[Location identification entries]
---*---

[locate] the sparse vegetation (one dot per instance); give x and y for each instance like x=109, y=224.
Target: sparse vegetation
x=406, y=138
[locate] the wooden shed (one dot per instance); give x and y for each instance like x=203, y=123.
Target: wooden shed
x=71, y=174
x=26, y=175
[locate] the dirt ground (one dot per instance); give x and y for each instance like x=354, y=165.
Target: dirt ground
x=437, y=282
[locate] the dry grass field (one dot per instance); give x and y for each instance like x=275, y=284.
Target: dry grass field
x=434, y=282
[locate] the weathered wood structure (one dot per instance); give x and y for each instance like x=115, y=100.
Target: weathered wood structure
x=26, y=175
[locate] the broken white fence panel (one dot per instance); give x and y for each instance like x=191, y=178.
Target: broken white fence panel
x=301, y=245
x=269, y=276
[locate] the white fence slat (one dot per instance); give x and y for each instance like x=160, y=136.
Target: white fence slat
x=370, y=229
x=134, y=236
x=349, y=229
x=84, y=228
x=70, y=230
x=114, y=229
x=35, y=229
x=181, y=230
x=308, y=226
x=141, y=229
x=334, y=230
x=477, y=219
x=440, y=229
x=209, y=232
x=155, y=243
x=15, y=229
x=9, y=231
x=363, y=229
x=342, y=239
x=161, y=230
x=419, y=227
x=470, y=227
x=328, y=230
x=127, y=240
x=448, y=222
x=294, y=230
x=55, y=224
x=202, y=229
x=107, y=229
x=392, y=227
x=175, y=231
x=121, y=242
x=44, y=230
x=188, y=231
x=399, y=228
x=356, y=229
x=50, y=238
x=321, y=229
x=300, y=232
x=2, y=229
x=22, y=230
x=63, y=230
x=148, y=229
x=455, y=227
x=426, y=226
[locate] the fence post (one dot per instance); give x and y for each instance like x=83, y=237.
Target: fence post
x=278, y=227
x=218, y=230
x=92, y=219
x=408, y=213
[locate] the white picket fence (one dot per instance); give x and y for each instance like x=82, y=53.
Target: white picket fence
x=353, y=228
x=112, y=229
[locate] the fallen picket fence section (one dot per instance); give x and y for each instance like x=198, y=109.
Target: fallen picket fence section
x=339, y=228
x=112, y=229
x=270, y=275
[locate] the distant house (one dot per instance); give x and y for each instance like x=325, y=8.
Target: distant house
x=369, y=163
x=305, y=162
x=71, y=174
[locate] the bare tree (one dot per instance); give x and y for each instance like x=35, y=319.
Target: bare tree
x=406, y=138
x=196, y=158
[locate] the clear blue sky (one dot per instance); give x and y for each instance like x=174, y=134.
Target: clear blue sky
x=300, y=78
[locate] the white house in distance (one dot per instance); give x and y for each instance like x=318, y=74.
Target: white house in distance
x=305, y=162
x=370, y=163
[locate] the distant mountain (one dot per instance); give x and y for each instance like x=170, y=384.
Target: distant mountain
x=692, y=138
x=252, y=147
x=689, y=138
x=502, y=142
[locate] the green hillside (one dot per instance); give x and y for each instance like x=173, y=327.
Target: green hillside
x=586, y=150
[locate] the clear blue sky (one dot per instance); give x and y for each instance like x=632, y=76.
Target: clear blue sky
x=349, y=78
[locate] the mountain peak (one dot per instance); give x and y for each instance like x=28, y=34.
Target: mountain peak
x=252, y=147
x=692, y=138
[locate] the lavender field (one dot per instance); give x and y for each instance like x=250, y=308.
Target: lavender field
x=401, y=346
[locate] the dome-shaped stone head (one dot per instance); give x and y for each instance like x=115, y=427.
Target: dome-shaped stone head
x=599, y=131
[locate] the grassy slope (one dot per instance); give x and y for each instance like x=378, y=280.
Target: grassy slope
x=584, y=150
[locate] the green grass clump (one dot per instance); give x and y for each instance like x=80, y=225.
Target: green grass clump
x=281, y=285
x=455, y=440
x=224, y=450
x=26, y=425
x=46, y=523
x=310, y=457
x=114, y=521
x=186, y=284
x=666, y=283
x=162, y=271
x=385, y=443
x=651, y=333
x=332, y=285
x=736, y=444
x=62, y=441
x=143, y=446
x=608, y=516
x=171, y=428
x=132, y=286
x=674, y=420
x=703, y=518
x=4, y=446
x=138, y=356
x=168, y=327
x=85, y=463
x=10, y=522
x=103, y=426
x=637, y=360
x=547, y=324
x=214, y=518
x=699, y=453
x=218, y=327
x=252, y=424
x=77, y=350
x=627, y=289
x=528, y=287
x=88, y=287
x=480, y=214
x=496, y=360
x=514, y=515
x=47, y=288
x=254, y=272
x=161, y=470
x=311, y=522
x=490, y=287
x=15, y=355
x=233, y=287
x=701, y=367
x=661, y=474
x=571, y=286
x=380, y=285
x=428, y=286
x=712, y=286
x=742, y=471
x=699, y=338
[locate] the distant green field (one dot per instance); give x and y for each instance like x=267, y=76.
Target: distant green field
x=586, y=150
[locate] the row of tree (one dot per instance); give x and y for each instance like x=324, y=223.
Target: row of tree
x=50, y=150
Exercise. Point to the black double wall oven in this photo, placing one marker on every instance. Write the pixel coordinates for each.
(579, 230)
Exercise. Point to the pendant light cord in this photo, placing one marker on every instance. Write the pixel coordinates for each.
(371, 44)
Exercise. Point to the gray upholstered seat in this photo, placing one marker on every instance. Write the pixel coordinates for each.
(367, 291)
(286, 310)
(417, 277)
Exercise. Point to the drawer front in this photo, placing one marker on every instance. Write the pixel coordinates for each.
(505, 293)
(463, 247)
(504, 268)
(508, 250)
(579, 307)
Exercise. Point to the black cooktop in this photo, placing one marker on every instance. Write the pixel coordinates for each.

---*---

**EXERCISE AIM**.
Reproduce every one of the records above, line for line and without a single change.

**TASK SOLUTION**.
[locate] the sparse vegetation (one dot per instance); give x and y for each instance like x=109, y=224.
Target: sparse vegetation
x=406, y=138
[locate] the wooden shed (one dot per instance); give x and y for each instance like x=203, y=123.
Target: wooden shed
x=71, y=174
x=26, y=175
[locate] the dirt ground (one dot per instance); give x and y for each instance like x=354, y=165.
Target: dirt ground
x=437, y=282
[locate] the dry grass field (one dot per instance); give x and y for each instance like x=275, y=284.
Target: dry grass field
x=434, y=282
[locate] the weathered wood structure (one dot per instance); give x and y for each instance like x=115, y=100.
Target: weathered wood structure
x=26, y=175
[locate] the broken white fence panel (one dot per instance); give x and y for each instance like x=191, y=178.
Target: broken white fence panel
x=301, y=245
x=269, y=276
[locate] the white fence slat (one dot per instance); give x and y for each instance like x=160, y=136.
Target: white fence slat
x=370, y=229
x=134, y=236
x=349, y=229
x=84, y=228
x=70, y=230
x=114, y=229
x=35, y=229
x=181, y=230
x=308, y=226
x=141, y=229
x=334, y=230
x=477, y=219
x=440, y=229
x=209, y=232
x=155, y=243
x=15, y=229
x=9, y=231
x=363, y=229
x=342, y=239
x=161, y=230
x=419, y=227
x=470, y=227
x=328, y=230
x=127, y=240
x=448, y=222
x=294, y=230
x=55, y=224
x=202, y=229
x=107, y=229
x=392, y=227
x=175, y=231
x=121, y=242
x=44, y=230
x=188, y=231
x=399, y=228
x=356, y=229
x=50, y=238
x=321, y=229
x=300, y=232
x=2, y=229
x=22, y=230
x=63, y=230
x=148, y=229
x=455, y=227
x=426, y=226
[locate] the fence post (one dot per instance); give x and y for each instance like x=83, y=237.
Target: fence post
x=278, y=227
x=218, y=230
x=92, y=219
x=408, y=213
[locate] the white picket fence (one dot per instance); give x and y for each instance like x=82, y=53.
Target: white picket fence
x=353, y=228
x=112, y=229
[locate] the fallen picket fence section (one dot per instance); give x and y for each instance like x=198, y=109.
Target: fallen picket fence section
x=339, y=228
x=112, y=229
x=270, y=275
[locate] the distant house (one dot per instance); give x and y for each instance like x=325, y=8.
Target: distant house
x=369, y=163
x=305, y=162
x=71, y=174
[locate] the bare tree (one dot per instance); give x and y for each instance like x=35, y=319.
Target: bare tree
x=406, y=138
x=196, y=158
[locate] the clear blue sky (one dot per instance); give x and y for each instance like x=174, y=134.
Target: clear blue sky
x=300, y=78
[locate] the white house in distance (one dot per instance); give x and y for each instance like x=318, y=74.
Target: white house in distance
x=305, y=162
x=370, y=163
[locate] the distant mountain (one dot per instance); give x and y for each instance like x=170, y=384.
Target: distant mountain
x=692, y=138
x=252, y=147
x=689, y=138
x=502, y=142
[locate] the green hillside (one dot per instance); give x and y for each instance like x=173, y=327.
Target: green hillside
x=586, y=150
[locate] the clear blue sky (one dot per instance); give x and y for each instance like x=632, y=76.
Target: clear blue sky
x=349, y=78
[locate] the mountain peak (one dot per instance); give x and y for each instance like x=28, y=34.
Target: mountain peak
x=252, y=147
x=692, y=138
[locate] the lavender field (one dot per instance); give x and y for each instance like x=250, y=308.
Target: lavender field
x=401, y=346
[locate] the dome-shaped stone head (one dot per instance); give x and y for each instance like x=115, y=427.
Target: dome-shaped stone head
x=599, y=131
[locate] the grassy slope (one dot per instance); give x and y for each instance like x=378, y=280.
Target: grassy slope
x=584, y=150
[locate] the green grass clump (one dot per instance); give x and y for each instance like x=80, y=225.
Target: green grass clump
x=281, y=285
x=455, y=440
x=224, y=450
x=26, y=425
x=46, y=523
x=310, y=457
x=114, y=521
x=186, y=284
x=666, y=283
x=162, y=271
x=385, y=443
x=651, y=333
x=332, y=285
x=736, y=444
x=62, y=441
x=143, y=446
x=608, y=516
x=171, y=428
x=132, y=286
x=674, y=420
x=703, y=518
x=4, y=446
x=138, y=356
x=168, y=327
x=85, y=463
x=10, y=522
x=103, y=426
x=637, y=360
x=547, y=324
x=214, y=518
x=699, y=453
x=218, y=327
x=252, y=424
x=77, y=350
x=627, y=289
x=528, y=287
x=88, y=287
x=480, y=214
x=496, y=360
x=514, y=515
x=47, y=288
x=254, y=272
x=161, y=470
x=311, y=522
x=490, y=287
x=15, y=355
x=233, y=287
x=701, y=367
x=661, y=474
x=571, y=286
x=380, y=285
x=428, y=286
x=712, y=286
x=742, y=471
x=699, y=338
[locate] the distant green field (one dot per instance); give x and y for each instance like x=267, y=76.
Target: distant green field
x=586, y=150
[locate] the row of tree (one dot per instance); give x and y for each instance like x=324, y=223.
Target: row of tree
x=50, y=150
Exercise. Point to the black double wall oven in this photo, placing one marker on every instance. Write the pixel coordinates for each.
(579, 230)
Exercise. Point to the pendant light cord in this photo, placing one marker on every instance. Write the pixel coordinates for each.
(371, 44)
Exercise. Point to the gray upholstered seat in this photo, placing one marker on every instance. Write the pixel coordinates for each.
(367, 291)
(286, 310)
(417, 277)
Exercise. Point to the drawer front in this photo, placing one marker on every instance. Write the pixel coordinates for each.
(505, 293)
(463, 247)
(504, 268)
(508, 250)
(579, 307)
Exercise. Point to the black cooktop in this photo, placing one marker on every instance. Write the pixel coordinates for each.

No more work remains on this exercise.